---- Data shown

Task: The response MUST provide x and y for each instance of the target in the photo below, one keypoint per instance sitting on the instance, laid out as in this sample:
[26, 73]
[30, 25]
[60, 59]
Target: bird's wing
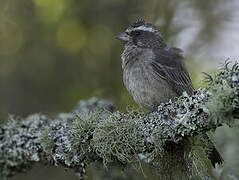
[168, 64]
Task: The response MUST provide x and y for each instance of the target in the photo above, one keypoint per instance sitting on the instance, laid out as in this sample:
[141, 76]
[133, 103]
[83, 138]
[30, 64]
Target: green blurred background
[56, 52]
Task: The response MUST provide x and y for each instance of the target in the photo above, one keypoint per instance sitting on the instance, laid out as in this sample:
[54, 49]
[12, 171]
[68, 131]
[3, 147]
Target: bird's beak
[122, 36]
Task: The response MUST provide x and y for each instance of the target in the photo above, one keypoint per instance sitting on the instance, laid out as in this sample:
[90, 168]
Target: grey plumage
[152, 71]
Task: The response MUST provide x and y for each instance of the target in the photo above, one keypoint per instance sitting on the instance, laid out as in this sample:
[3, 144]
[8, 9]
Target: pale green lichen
[170, 139]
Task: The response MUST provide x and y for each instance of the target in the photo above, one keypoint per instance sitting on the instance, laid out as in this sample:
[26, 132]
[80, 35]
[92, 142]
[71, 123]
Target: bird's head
[141, 34]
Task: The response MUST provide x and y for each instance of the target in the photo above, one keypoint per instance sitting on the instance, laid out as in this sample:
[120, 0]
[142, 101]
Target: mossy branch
[94, 131]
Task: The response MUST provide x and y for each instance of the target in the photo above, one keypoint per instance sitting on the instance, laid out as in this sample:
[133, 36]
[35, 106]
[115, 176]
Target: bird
[153, 72]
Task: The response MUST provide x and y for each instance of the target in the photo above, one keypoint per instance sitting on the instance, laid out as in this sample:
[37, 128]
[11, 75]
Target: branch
[94, 131]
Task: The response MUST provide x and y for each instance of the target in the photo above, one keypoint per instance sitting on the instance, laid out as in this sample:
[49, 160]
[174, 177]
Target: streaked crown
[141, 25]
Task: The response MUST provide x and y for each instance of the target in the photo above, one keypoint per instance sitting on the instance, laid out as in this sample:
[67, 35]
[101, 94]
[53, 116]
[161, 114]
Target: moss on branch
[94, 131]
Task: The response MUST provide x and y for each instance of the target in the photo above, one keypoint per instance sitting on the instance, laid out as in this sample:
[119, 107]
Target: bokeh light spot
[11, 36]
[71, 36]
[50, 11]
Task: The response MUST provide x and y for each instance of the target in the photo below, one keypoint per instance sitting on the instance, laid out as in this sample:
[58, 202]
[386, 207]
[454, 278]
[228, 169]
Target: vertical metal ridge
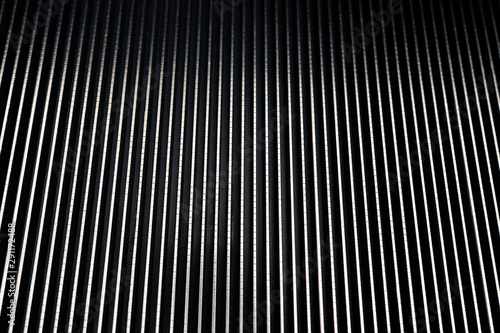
[192, 184]
[294, 213]
[205, 174]
[25, 152]
[96, 218]
[19, 112]
[354, 196]
[74, 181]
[217, 177]
[469, 186]
[471, 274]
[61, 178]
[375, 178]
[422, 176]
[280, 200]
[365, 196]
[242, 184]
[114, 171]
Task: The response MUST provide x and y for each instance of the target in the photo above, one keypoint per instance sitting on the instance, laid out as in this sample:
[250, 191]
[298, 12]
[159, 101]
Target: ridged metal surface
[249, 165]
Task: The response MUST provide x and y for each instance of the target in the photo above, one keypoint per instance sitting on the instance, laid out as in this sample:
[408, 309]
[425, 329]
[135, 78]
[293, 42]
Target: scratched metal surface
[249, 165]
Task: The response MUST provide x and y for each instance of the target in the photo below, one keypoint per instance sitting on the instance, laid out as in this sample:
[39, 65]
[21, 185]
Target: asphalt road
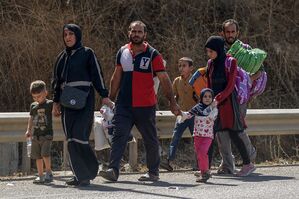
[266, 182]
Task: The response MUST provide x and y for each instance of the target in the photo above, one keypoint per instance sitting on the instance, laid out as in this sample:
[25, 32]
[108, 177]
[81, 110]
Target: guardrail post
[133, 154]
[65, 156]
[26, 161]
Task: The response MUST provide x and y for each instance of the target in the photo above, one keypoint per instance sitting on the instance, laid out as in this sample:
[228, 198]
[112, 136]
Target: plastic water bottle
[29, 143]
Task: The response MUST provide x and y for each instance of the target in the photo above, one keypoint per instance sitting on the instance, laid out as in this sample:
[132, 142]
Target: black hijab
[78, 33]
[219, 82]
[199, 109]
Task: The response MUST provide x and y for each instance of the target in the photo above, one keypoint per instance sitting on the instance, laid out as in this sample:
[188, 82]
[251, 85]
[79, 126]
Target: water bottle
[29, 143]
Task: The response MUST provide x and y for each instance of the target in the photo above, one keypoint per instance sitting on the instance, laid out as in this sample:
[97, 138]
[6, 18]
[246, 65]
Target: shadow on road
[256, 177]
[104, 187]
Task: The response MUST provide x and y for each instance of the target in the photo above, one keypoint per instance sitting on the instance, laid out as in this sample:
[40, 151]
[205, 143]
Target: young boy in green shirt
[40, 130]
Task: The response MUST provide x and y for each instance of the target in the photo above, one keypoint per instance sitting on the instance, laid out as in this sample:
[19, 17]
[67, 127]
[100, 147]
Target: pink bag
[258, 85]
[243, 82]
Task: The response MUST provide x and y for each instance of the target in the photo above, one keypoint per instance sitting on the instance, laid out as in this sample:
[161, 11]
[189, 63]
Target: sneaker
[198, 173]
[109, 175]
[224, 171]
[166, 165]
[39, 180]
[48, 177]
[149, 177]
[72, 182]
[75, 182]
[246, 170]
[204, 177]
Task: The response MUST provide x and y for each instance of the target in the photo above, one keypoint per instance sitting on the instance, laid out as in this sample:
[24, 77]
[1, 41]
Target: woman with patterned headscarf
[77, 66]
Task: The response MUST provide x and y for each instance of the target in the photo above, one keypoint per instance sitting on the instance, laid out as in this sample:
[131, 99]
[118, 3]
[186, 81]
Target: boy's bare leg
[40, 167]
[47, 161]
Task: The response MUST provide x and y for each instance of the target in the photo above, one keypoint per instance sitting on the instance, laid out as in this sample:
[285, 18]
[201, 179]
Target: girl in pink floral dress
[205, 112]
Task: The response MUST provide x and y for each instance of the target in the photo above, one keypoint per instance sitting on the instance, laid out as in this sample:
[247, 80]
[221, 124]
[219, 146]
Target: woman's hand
[56, 111]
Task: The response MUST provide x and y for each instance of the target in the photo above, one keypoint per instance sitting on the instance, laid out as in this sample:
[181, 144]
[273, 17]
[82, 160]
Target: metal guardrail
[260, 122]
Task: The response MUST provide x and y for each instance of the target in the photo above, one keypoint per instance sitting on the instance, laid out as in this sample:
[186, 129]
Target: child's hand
[56, 111]
[214, 103]
[28, 134]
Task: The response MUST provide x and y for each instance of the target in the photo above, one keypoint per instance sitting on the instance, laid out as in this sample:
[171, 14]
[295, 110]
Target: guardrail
[260, 122]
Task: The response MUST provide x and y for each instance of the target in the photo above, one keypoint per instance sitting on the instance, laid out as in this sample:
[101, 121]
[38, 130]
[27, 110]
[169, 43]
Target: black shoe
[204, 177]
[109, 175]
[224, 171]
[166, 165]
[149, 177]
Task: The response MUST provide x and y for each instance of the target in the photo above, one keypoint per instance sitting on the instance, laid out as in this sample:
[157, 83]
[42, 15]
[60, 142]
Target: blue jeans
[177, 134]
[144, 120]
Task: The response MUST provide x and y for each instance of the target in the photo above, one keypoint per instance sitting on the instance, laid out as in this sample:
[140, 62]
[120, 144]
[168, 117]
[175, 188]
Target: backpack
[198, 80]
[243, 81]
[249, 59]
[258, 85]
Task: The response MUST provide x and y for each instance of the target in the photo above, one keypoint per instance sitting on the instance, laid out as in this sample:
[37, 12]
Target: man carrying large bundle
[230, 32]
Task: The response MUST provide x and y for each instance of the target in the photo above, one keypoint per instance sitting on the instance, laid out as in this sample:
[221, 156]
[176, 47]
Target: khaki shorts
[41, 146]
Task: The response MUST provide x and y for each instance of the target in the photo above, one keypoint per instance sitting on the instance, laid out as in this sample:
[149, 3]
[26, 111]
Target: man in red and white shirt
[132, 82]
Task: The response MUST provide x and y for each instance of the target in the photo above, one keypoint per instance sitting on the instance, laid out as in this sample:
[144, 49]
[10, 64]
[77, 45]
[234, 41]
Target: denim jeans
[144, 120]
[177, 134]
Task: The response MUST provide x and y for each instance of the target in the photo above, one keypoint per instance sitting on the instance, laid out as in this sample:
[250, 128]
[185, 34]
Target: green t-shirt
[42, 118]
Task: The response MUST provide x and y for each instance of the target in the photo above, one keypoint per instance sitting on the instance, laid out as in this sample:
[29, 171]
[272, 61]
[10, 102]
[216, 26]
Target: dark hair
[139, 23]
[187, 59]
[230, 21]
[37, 86]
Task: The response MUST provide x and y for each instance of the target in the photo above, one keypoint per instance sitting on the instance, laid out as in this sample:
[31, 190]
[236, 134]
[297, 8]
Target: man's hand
[175, 109]
[28, 134]
[56, 110]
[108, 102]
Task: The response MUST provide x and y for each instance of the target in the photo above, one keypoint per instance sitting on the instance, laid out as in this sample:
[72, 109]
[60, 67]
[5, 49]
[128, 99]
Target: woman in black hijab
[221, 74]
[77, 66]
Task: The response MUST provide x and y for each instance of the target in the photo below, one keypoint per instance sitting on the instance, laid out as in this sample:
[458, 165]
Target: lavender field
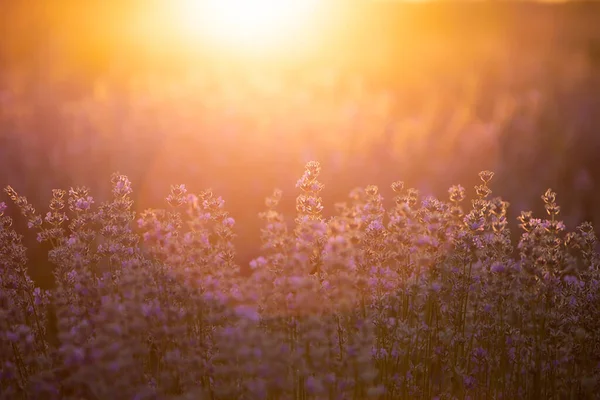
[404, 209]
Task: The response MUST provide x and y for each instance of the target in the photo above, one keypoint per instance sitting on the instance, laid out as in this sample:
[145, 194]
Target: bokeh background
[427, 93]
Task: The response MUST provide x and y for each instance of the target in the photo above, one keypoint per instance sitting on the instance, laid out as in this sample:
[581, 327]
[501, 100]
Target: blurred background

--------

__Instructions to follow__:
From the line containing "Target: khaki shorts" down to the end of the data above, reproduce each line exactly; no pictures.

__Response area__:
Target: khaki shorts
[41, 146]
Task: The response MUST provide x and y for each instance of the target in the photo above, one keypoint per instance sitting on the instance, laid out as in this sample:
[149, 3]
[26, 111]
Target: man in red and white shirt
[132, 82]
Task: The response MUST provide x and y for each instance of the target in the photo above, one keypoint per instance sitting on the instance, laid out as in this sample:
[144, 49]
[10, 64]
[77, 45]
[234, 41]
Target: denim jeans
[144, 120]
[177, 134]
Task: The response MUST provide x and y for each instance of the target in the photo above, one keypoint per instance sitting on the instance, laid out as in this sample:
[250, 128]
[185, 34]
Target: green t-shirt
[42, 118]
Task: The response MUST provide x and y for each instance of the target in the photo above, one keypoint per instance sitting on the instance, laid out as in this sample:
[29, 171]
[272, 61]
[10, 102]
[216, 26]
Target: dark hair
[139, 23]
[187, 59]
[230, 21]
[37, 86]
Task: The response MUST provide x and y for each instance of the target in the photo above, one keypoint per instance sitting on the instance, laid out as in this sample:
[31, 190]
[236, 134]
[297, 8]
Target: man's hand
[175, 109]
[28, 134]
[56, 110]
[108, 102]
Task: The response MUST provide x and y for each instance of the target in the photo above, one keypoint per instance sitting on the instance, laid out as in this sample:
[72, 109]
[60, 67]
[5, 49]
[128, 99]
Target: woman in black hijab
[221, 74]
[77, 66]
Task: The response MUST provide x and y for each instance of the target in the photo below, one keypoint per instance sitting on the instance, laid out as in this sample:
[458, 165]
Target: lavender field
[404, 209]
Task: The response MUST provide x and y for each instance of the target in the photo above, one keypoint per instance sitting on the instance, laid out as in this sample:
[145, 194]
Target: bokeh background
[427, 93]
Task: The response MUST provide x and y for each instance of the target in the photo above, one keypoint per instance sitting on the instance, laid out as in this sample:
[581, 327]
[501, 100]
Target: blurred background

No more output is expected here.